WHAT IS NEEDED
Retype the whole listing verbatim and keep the pictures out of it.

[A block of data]
==*==

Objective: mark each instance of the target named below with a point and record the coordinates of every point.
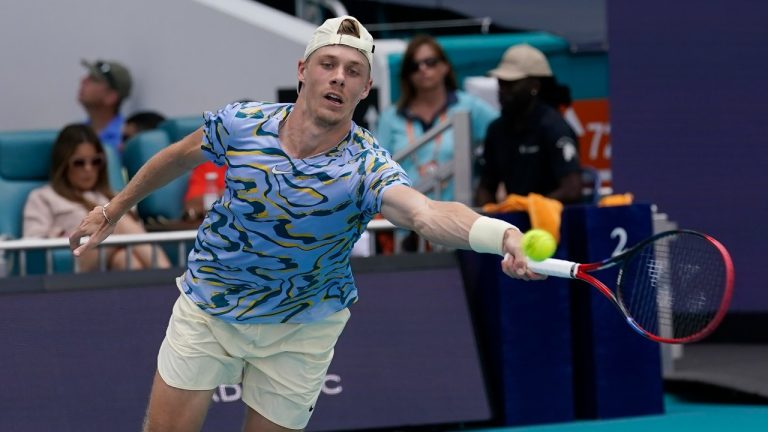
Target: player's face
(335, 78)
(84, 166)
(428, 69)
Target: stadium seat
(23, 168)
(166, 202)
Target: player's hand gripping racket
(674, 287)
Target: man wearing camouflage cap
(102, 90)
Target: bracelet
(104, 213)
(487, 235)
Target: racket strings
(673, 287)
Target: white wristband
(487, 235)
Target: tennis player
(268, 284)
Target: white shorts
(281, 366)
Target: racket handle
(554, 267)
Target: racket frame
(573, 270)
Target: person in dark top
(530, 148)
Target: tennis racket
(674, 287)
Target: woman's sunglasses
(95, 162)
(429, 62)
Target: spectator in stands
(139, 122)
(102, 90)
(530, 148)
(429, 94)
(78, 182)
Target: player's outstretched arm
(163, 167)
(457, 226)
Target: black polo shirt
(532, 159)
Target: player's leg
(286, 372)
(255, 422)
(175, 410)
(191, 364)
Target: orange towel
(545, 213)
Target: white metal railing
(21, 247)
(460, 170)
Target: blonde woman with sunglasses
(78, 181)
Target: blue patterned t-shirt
(276, 246)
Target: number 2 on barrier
(674, 287)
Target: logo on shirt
(277, 170)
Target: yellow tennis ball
(538, 244)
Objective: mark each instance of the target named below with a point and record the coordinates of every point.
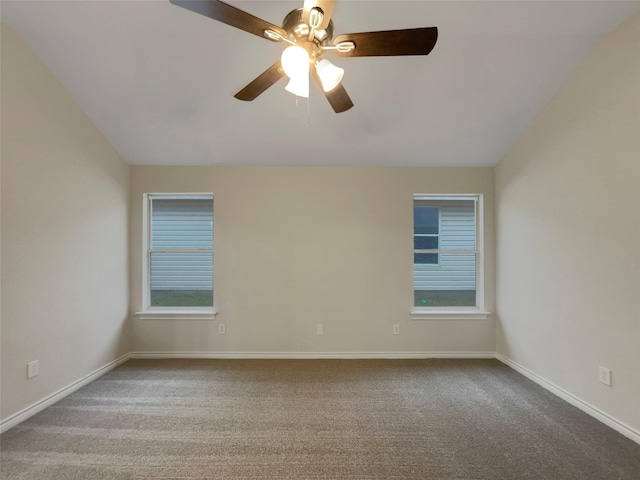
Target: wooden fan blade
(327, 9)
(233, 16)
(267, 78)
(414, 41)
(338, 97)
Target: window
(426, 234)
(445, 252)
(179, 260)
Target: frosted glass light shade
(330, 75)
(299, 86)
(295, 62)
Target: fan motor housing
(297, 29)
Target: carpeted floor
(315, 419)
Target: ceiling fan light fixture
(295, 62)
(330, 75)
(299, 86)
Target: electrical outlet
(605, 376)
(33, 369)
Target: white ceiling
(158, 81)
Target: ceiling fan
(309, 33)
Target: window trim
(477, 312)
(161, 313)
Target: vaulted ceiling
(158, 81)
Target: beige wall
(568, 233)
(295, 247)
(65, 286)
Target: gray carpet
(315, 419)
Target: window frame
(455, 313)
(164, 312)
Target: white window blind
(181, 251)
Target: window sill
(176, 314)
(449, 314)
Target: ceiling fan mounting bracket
(298, 29)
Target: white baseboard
(31, 410)
(311, 355)
(598, 414)
(605, 418)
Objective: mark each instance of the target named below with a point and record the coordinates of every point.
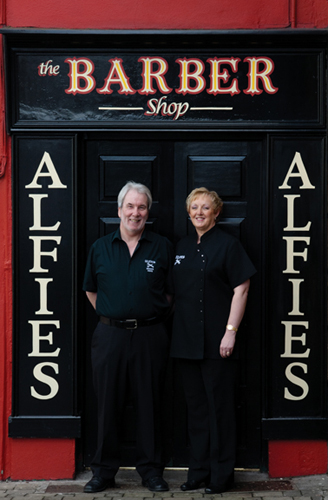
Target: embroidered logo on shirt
(150, 265)
(178, 259)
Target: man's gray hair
(140, 188)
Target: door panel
(232, 168)
(171, 168)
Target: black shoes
(155, 483)
(98, 483)
(220, 488)
(191, 484)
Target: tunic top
(205, 276)
(130, 287)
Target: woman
(211, 274)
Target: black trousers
(135, 360)
(209, 387)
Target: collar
(208, 233)
(146, 235)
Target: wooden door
(171, 166)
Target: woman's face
(202, 214)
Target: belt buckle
(134, 324)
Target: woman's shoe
(191, 484)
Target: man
(128, 282)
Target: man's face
(134, 212)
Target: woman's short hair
(140, 188)
(214, 197)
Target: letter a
(52, 173)
(297, 160)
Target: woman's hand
(227, 344)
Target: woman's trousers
(210, 387)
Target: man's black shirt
(130, 287)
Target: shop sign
(44, 375)
(72, 88)
(297, 287)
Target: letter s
(51, 382)
(297, 381)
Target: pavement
(248, 485)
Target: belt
(130, 324)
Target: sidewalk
(247, 485)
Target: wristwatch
(230, 327)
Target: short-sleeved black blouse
(205, 276)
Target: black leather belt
(130, 324)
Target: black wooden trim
(294, 428)
(45, 427)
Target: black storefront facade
(242, 113)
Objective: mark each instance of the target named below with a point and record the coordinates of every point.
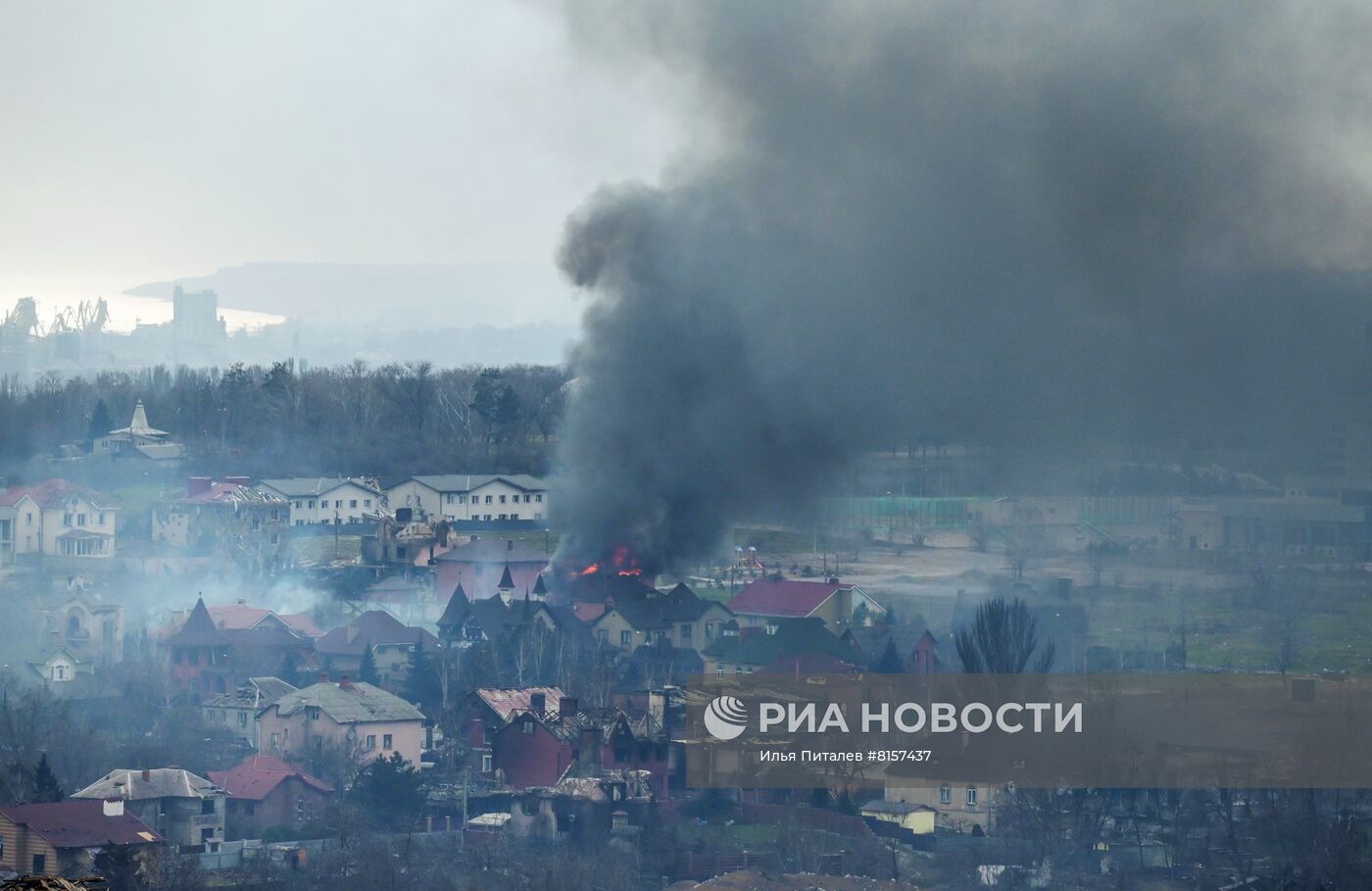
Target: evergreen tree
(367, 671)
(889, 661)
(45, 787)
(421, 681)
(100, 421)
(388, 788)
(287, 671)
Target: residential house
(489, 710)
(390, 641)
(88, 624)
(236, 712)
(57, 520)
(679, 618)
(767, 599)
(480, 563)
(462, 497)
(139, 441)
(494, 620)
(906, 817)
(747, 650)
(184, 809)
(959, 806)
(246, 524)
(914, 644)
(209, 657)
(359, 717)
(64, 670)
(265, 792)
(61, 838)
(538, 749)
(326, 499)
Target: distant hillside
(439, 295)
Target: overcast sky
(157, 140)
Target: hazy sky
(155, 140)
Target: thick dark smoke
(1039, 225)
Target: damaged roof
(356, 703)
(137, 785)
(79, 824)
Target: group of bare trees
(285, 419)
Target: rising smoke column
(1038, 225)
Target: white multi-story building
(55, 518)
(473, 496)
(326, 499)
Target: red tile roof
(789, 599)
(257, 777)
(79, 822)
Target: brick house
(267, 792)
(62, 836)
(538, 749)
(244, 524)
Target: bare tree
(1004, 638)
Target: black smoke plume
(1043, 225)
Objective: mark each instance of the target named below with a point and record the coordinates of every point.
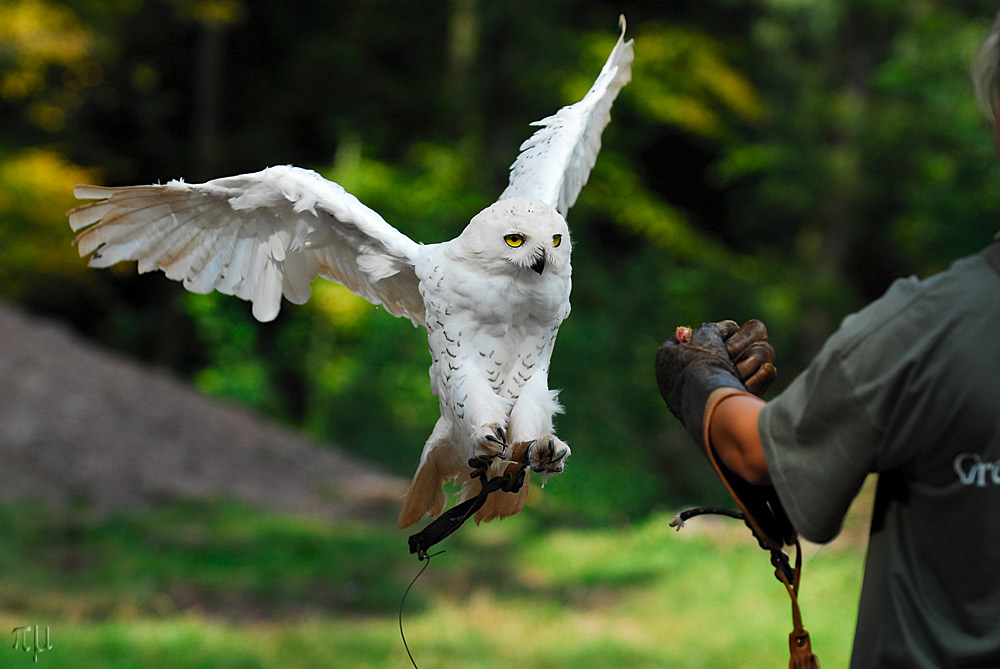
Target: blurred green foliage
(773, 159)
(219, 585)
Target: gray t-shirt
(908, 387)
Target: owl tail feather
(425, 496)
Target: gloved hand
(753, 356)
(690, 367)
(693, 364)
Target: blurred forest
(780, 159)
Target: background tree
(771, 159)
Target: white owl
(492, 299)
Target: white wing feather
(555, 162)
(256, 236)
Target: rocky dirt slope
(81, 425)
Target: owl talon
(489, 442)
(547, 455)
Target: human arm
(734, 436)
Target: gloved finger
(727, 328)
(752, 331)
(761, 379)
(753, 358)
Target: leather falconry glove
(695, 371)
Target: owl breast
(489, 333)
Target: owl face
(523, 234)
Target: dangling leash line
(427, 563)
(799, 646)
(441, 527)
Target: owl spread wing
(256, 236)
(555, 162)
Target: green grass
(219, 585)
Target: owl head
(521, 233)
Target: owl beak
(539, 264)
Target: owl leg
(489, 443)
(547, 455)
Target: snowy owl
(491, 300)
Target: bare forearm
(735, 437)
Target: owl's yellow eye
(514, 240)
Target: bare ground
(79, 424)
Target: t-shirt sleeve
(818, 442)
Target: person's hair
(986, 70)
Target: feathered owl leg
(438, 465)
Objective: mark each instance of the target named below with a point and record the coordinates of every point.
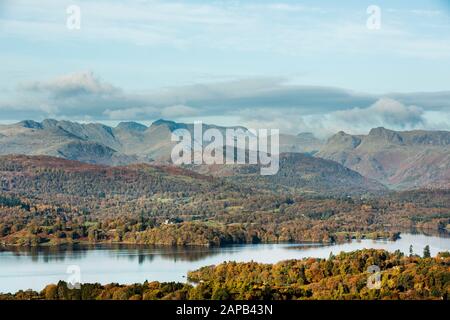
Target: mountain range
(401, 160)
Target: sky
(320, 66)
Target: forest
(342, 276)
(47, 201)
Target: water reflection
(24, 268)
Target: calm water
(33, 269)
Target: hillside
(300, 172)
(403, 160)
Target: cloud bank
(256, 102)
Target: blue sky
(291, 64)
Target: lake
(35, 268)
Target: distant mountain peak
(131, 126)
(172, 125)
(386, 134)
(31, 124)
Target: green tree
(426, 252)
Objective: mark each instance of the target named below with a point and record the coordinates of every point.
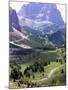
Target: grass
(50, 55)
(39, 75)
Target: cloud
(62, 9)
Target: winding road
(49, 75)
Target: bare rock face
(13, 20)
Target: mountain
(37, 25)
(13, 20)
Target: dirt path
(49, 75)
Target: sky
(17, 6)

==*==

EXERCISE SOLUTION
Objective: mark each instance of the target named below with a point and record the coordinates of every point.
Target: player's face
(335, 78)
(84, 166)
(428, 69)
Target: stadium seat
(23, 168)
(166, 202)
Target: player's hand gripping racket
(674, 287)
Target: man wearing camouflage cap
(102, 90)
Target: bracelet
(104, 213)
(487, 235)
Target: racket strings
(673, 287)
Target: white wristband
(487, 235)
Target: tennis player
(268, 284)
Target: white shorts
(281, 366)
Target: racket handle
(554, 267)
Target: racket frame
(573, 270)
Target: person in dark top
(530, 148)
Target: tennis racket
(674, 287)
Target: woman's sunglasses
(95, 162)
(429, 62)
Target: spectator in stands
(139, 122)
(102, 90)
(530, 148)
(429, 94)
(78, 182)
Target: player's outstretched arm
(163, 167)
(457, 226)
Target: black polo shirt
(532, 159)
Target: player's leg
(286, 372)
(255, 422)
(175, 410)
(191, 364)
Target: orange towel
(545, 213)
Target: white metal railing
(21, 247)
(460, 170)
Target: blonde woman with sunglasses
(78, 181)
Target: blue patterned t-shirt
(276, 246)
Target: number 2 on barrier
(674, 287)
Target: logo on shirt
(277, 170)
Target: yellow tennis ball
(538, 244)
Objective: mark each instance of the target named below with a point and record the coordinates of every point.
Target: wooden fan blade
(327, 9)
(233, 16)
(267, 78)
(414, 41)
(338, 97)
Target: window
(426, 234)
(445, 252)
(179, 260)
Target: frosted glass light shade
(330, 75)
(299, 86)
(295, 62)
Target: fan motor housing
(297, 29)
Target: carpeted floor
(315, 419)
Target: ceiling fan light fixture
(295, 62)
(330, 75)
(299, 86)
Target: electrical outlet
(605, 376)
(33, 369)
Target: white ceiling
(158, 81)
Target: ceiling fan
(309, 33)
Target: window trim
(477, 312)
(161, 313)
Target: vaulted ceiling
(158, 81)
Target: beige wall
(568, 233)
(295, 247)
(65, 286)
Target: gray carpet
(315, 419)
Target: window frame
(455, 313)
(164, 312)
Target: white window blind
(181, 251)
Target: window sill
(176, 314)
(449, 314)
Target: ceiling fan mounting bracket
(298, 29)
Target: white baseboard
(31, 410)
(311, 355)
(598, 414)
(605, 418)
Objective: mark each instance of the target named below with a point and record the coordinates of every point.
Target: embroidered logo on shirt
(150, 265)
(178, 259)
Target: man's gray hair
(140, 188)
Target: door panel
(232, 168)
(171, 168)
Target: black shoes
(155, 483)
(98, 483)
(220, 488)
(191, 484)
Target: tunic top
(205, 276)
(130, 287)
Target: woman
(211, 274)
Target: black trousers
(135, 360)
(209, 387)
Target: collar
(208, 233)
(146, 235)
Target: wooden door
(171, 166)
Target: woman's face
(202, 214)
Target: belt buckle
(134, 324)
Target: woman's shoe
(191, 484)
Target: man
(128, 282)
Target: man's face
(134, 212)
Target: woman's short hair
(140, 188)
(214, 197)
Target: letter a
(52, 173)
(297, 160)
Target: woman's hand
(227, 344)
Target: woman's trousers
(210, 387)
Target: man's black shirt
(130, 287)
Target: shop sign
(44, 375)
(72, 88)
(297, 287)
Target: letter s
(51, 382)
(297, 381)
Target: pavement
(248, 485)
Target: belt
(130, 324)
Target: sidewalk
(247, 485)
Target: wristwatch
(230, 327)
Target: short-sleeved black blouse
(205, 276)
Target: black leather belt
(130, 324)
Target: black wooden trim
(294, 428)
(45, 427)
Target: black storefront facade
(242, 113)
Objective: mark each instance of the target named below with a point and record the coordinates of every point.
Target: evergreen tree
(367, 671)
(889, 661)
(45, 787)
(421, 681)
(100, 421)
(388, 788)
(287, 671)
Target: residential house
(489, 710)
(390, 641)
(88, 624)
(236, 712)
(57, 520)
(679, 618)
(767, 599)
(480, 563)
(462, 497)
(139, 441)
(494, 620)
(906, 817)
(747, 650)
(184, 809)
(959, 806)
(246, 524)
(914, 644)
(209, 657)
(359, 717)
(64, 670)
(265, 792)
(61, 838)
(538, 749)
(326, 499)
Target: distant hillside
(439, 295)
Target: overcast sky
(157, 140)
Target: hazy sky
(155, 140)
Target: thick dark smoke
(1039, 225)
Target: damaged roof
(356, 703)
(137, 785)
(79, 824)
Target: group of bare trees
(285, 419)
Target: rising smoke column
(1038, 225)
Target: white multi-story building
(55, 518)
(473, 496)
(326, 499)
Target: red tile roof
(789, 599)
(257, 777)
(79, 822)
Target: brick house
(267, 792)
(62, 836)
(538, 749)
(244, 524)
Target: bare tree
(1004, 638)
Target: black smoke plume
(1043, 225)
Objective: mark each instance of the target named below with a point and record the coordinates of every point.
Target: blurred green foliage
(773, 159)
(219, 585)
Target: gray t-shirt
(908, 387)
Target: owl tail feather
(425, 496)
Target: gloved hand
(753, 356)
(690, 367)
(693, 364)
Target: blurred forest
(780, 159)
Target: background tree
(771, 159)
Target: white owl
(492, 299)
Target: white wing feather
(555, 162)
(256, 236)
Target: rocky dirt slope
(81, 425)
Target: owl talon
(489, 442)
(547, 455)
Target: human arm
(734, 436)
Target: gloved finger
(727, 328)
(752, 331)
(761, 379)
(753, 358)
Target: leather falconry glove
(695, 371)
Target: owl breast
(489, 333)
Target: owl face
(523, 234)
Target: dangling leash line
(427, 563)
(799, 646)
(441, 527)
Target: owl spread wing
(256, 236)
(555, 162)
Target: green grass
(219, 585)
Target: owl head
(521, 233)
Target: owl beak
(539, 264)
Target: owl leg
(489, 443)
(547, 455)
Target: snowy owl
(491, 300)
Target: bare forearm
(735, 437)
Target: owl's yellow eye
(514, 240)
Target: bare ground
(79, 424)
Target: t-shirt sleeve
(818, 442)
Target: person's hair
(986, 70)
Target: feathered owl leg
(438, 465)
Objective: mark each instance of the target named below with a point and record the coordinates of every point.
Target: mountain range
(401, 160)
Target: sky
(320, 66)
Target: forest
(342, 276)
(47, 201)
Target: water reflection
(24, 268)
Target: calm water
(33, 269)
Target: hillside
(300, 172)
(403, 160)
Target: cloud bank
(256, 102)
Target: blue sky
(291, 64)
Target: lake
(35, 268)
Target: distant mountain peak
(131, 126)
(172, 125)
(386, 134)
(31, 124)
Target: green tree
(426, 252)
Objective: mark each instance of the target named below with a point and record the coordinates of every point.
Target: grass
(50, 55)
(39, 75)
Target: cloud
(62, 9)
Target: winding road
(49, 75)
Target: bare rock face
(13, 20)
Target: mountain
(37, 25)
(13, 20)
Target: dirt path
(49, 75)
Target: sky
(17, 6)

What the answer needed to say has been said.